Thirty-six now, he has had two homes for the last 13-14 years – Ahmedabad where he grew up and The Netherlands where he’s been ice-skating. Two homes. One dream – the Olympics.
Having been less than half a second away from the Olympic time, he was rearing to have a go at three World Cup events to qualify. But he could only do one. “The pandemic. Then my visa did not come on time … Challenges after challenges.
“And I think that's when you really realize when you have the Indian passport in your hand, compared to all your colleagues who are European or American… The world reminds you that you're from India. ‘Know your place in the food chain, man.’
“Obviously the administration can't do anything about it because no matter how much we bang our chest in India, if you can't get your athlete who is actually a potential, probable Olympian, to his potential events… But it doesn't matter. I don't want to get too emotional and negative about it. It did not happen, and here we are.
“And obviously, the financial struggles – funds were never released on time or potential sponsors who say yes one day and then don't show up the next. So it was like a public private partnership also, where it was a collective failure in trying to support the athlete. For winter sports, at least, this has been something which I've seen constantly last so many years of my being an athlete at a certain stage.”
Around the same time, he found out that his coach, the closest he has to family in The Netherlands was battling with cancer. His grandfather, whose Olympian dream he carries forward, passed away.
For Jadeja, everything that could have gone wrong has gone wrong, twice over. “I mean I’m not complaining about it. It has only made me stronger, more motivated – yaar ab to aa hi jao aap.”
But he is the picture of good sportsmanship when he laughs it off. “When all these things happen, I’m like now I should stop? Why should I stop now? What else could go wrong? So the attitude at some point changed from ‘this will go wrong, that will go wrong’ to ‘okay, now what else can go wrong?’”
But after the Olympics debacle, he needed to fall in love with the sport again. “Every time if I have setbacks in the elite sports sphere, the only way I know how to get out of these dark holes is to go out there to push myself to the limit or to as far as I can out there.”
He became the first speed skating Indian athlete to skate 100 km on the Frozen Sea in Sweden as part of the Sea Ice Classic, Lulea Tour.
“I knew I really have to do this. So I thought, alright, let’s do 100 and see what happens. And then when I started, it was thrilling.”
• • • •
| BRIEF A |
Print the section of the Jadeja profile starting with "For Jadeja, everything" and going on through "Classic, Lulea Tour.".
| BRIEF B |
Answer these questions using the Jadeja profile:
(i) In which city did he grow up?
(ii) Of the three World Cup events he hoped to enter to qualify, how many was he able to do?
(iii) How far did he skate on the Frozen Sea in Sweden?
The records that come after the Jadeja profile are separate material with no connection to it.

(Dataset records)
• • • •
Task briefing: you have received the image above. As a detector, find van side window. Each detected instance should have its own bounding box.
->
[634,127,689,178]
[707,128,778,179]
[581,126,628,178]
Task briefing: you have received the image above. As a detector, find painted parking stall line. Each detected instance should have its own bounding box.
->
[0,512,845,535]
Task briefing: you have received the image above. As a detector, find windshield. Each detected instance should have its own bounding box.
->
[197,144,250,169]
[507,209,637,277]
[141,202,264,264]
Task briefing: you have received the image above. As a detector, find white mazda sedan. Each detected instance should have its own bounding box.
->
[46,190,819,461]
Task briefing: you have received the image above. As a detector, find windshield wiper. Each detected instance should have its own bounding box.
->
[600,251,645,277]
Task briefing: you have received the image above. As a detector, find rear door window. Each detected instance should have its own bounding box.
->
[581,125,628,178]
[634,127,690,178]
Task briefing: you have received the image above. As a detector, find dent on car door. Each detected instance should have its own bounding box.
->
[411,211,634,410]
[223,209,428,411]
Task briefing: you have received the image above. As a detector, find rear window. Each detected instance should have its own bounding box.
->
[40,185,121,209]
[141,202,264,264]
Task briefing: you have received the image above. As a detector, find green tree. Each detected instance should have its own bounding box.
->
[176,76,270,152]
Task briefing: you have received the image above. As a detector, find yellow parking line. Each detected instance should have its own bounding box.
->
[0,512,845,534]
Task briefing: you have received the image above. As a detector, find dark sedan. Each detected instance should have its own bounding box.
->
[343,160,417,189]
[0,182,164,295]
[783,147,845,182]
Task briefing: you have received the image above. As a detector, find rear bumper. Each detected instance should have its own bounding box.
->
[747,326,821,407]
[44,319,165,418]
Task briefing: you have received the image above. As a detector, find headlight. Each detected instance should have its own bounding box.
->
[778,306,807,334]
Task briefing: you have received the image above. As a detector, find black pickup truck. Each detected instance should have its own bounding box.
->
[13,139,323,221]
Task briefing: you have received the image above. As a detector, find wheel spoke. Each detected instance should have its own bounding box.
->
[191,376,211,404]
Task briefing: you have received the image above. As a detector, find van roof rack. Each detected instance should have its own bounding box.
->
• • • •
| OUTPUT A |
For Jadeja, everything that could have gone wrong has gone wrong, twice over. “I mean I’m not complaining about it. It has only made me stronger, more motivated – yaar ab to aa hi jao aap.”
But he is the picture of good sportsmanship when he laughs it off. “When all these things happen, I’m like now I should stop? Why should I stop now? What else could go wrong? So the attitude at some point changed from ‘this will go wrong, that will go wrong’ to ‘okay, now what else can go wrong?’”
But after the Olympics debacle, he needed to fall in love with the sport again. “Every time if I have setbacks in the elite sports sphere, the only way I know how to get out of these dark holes is to go out there to push myself to the limit or to as far as I can out there.”
He became the first speed skating Indian athlete to skate 100 km on the Frozen Sea in Sweden as part of the Sea Ice Classic, Lulea Tour.

| OUTPUT B |
(i) Ahmedabad
(ii) One
(iii) 100 km